Exercise prompt: Everything in the data that follows has to be repeated verbatim.

Material shown:
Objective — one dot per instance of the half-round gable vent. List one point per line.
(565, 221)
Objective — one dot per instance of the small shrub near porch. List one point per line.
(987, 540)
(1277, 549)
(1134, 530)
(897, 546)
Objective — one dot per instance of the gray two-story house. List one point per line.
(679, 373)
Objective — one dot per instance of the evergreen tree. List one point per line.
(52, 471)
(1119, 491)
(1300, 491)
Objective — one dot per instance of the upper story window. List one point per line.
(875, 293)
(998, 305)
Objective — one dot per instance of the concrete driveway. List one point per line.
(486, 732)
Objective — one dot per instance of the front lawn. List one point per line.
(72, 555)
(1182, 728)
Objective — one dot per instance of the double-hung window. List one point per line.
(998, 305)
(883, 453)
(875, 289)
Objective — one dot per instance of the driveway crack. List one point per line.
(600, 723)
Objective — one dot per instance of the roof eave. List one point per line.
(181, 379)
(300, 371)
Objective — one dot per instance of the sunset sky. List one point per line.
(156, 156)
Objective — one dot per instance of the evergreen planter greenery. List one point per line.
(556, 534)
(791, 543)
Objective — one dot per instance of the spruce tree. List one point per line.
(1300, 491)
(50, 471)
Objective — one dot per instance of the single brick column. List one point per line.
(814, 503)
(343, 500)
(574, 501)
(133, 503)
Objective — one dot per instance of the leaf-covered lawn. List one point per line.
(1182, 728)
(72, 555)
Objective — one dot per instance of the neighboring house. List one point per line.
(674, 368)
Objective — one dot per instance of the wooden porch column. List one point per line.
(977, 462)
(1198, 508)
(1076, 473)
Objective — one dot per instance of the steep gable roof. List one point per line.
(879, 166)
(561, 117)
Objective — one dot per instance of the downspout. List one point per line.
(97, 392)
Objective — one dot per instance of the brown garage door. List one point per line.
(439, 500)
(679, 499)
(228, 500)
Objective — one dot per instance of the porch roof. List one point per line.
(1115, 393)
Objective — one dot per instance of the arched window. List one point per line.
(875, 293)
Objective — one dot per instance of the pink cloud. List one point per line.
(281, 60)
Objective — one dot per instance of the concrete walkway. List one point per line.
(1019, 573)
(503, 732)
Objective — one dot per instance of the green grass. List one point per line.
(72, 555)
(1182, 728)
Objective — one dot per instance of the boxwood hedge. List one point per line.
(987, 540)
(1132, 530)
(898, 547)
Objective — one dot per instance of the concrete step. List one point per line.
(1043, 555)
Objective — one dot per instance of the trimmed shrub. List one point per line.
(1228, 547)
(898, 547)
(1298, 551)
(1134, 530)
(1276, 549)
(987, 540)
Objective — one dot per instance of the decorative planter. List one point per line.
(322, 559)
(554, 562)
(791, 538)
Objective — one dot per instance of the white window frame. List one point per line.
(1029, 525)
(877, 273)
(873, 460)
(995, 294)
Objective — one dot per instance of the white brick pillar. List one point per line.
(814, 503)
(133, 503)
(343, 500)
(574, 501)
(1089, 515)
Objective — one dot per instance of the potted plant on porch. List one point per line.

Response below:
Objective — one dot per instance of the half-round gable vent. List one point per line.
(565, 221)
Objective — one dot per instance of the small shrub near porch. List one point per line.
(987, 540)
(1277, 549)
(1134, 530)
(897, 546)
Objective — one dot per instance of the gray two-story house. List one point per line.
(679, 373)
Objective — one dot per instance of the evergreen tree. List one point per line.
(52, 471)
(1119, 491)
(1300, 491)
Objective — one dot per instance of the upper story window. List one point per line.
(875, 293)
(998, 305)
Objective — one dot per instance of the concrete driveway. List one point per line.
(486, 732)
Objective — one dot per instance of the front lawn. List one point per line.
(72, 555)
(1182, 728)
Objective — one dot per instance of the double-hung window. List one point per line.
(998, 305)
(883, 453)
(875, 289)
Objective — one dot per instance of the driveway crack. List one point per line.
(600, 723)
Objective — one dot per instance of the roof eave. List one point per line.
(181, 379)
(300, 371)
Objective — one dot per instance of the sunset sky. List one point per line.
(156, 156)
Objective — one dot per instance of the evergreen planter greenery. List one point per line.
(556, 534)
(791, 543)
Objective — one dot per instance of the spruce tree. List one point per line.
(1300, 491)
(50, 471)
Objective — one dot per instance of the single brick column. List one point per line.
(814, 503)
(343, 500)
(574, 501)
(133, 503)
Objective — one dot per instance of the leaf-covered lawn. List one point per line.
(1182, 728)
(72, 555)
Objective — one dot per instance of the neighboring house. List one point per line.
(674, 368)
Objective — one dot per instance of the wooden porch column. List one point per line.
(977, 462)
(1198, 508)
(1076, 473)
Objective — one dot per instance of the steep gable roof. List one point per line.
(879, 166)
(561, 117)
Objective — one dot per instance of the downspout. List one point per line.
(97, 392)
Objective — one dot per instance of the brown garage door. List one point per line.
(439, 500)
(679, 499)
(228, 500)
Objective — one dot per instance of the porch roof. List one point per line.
(1115, 393)
Objective — one dot per instance of the arched window. List one point per line.
(875, 293)
Objective — one dot per instance of the pink cloud. List one point per line.
(281, 60)
Objective — one dot per instance of the concrete walkway. List one point per line.
(1019, 573)
(503, 732)
Objective — one dot per instance of the green grass. List one point per line.
(72, 555)
(1182, 728)
Objective — one dot per instance of the boxwood hedge. List one point per line.
(987, 540)
(1132, 530)
(898, 547)
Objective — one dot per instance of the concrete step. List one point per line.
(1043, 555)
Objective — one dot per instance of the trimmed shrub. List one point per line.
(1228, 547)
(898, 547)
(1298, 551)
(1134, 530)
(1276, 549)
(987, 540)
Objective — one dot per instance of the decorative planter. List one point per line.
(322, 559)
(554, 562)
(791, 538)
Objective — one dot per instance of the white window frame. List one point per line.
(1029, 525)
(877, 273)
(873, 460)
(995, 294)
Objective — one dot per instance of the white brick pillar. List one point per line.
(814, 503)
(133, 503)
(343, 500)
(574, 501)
(1089, 515)
Objective — one dot per instance of the potted plant on porch. List one point per line.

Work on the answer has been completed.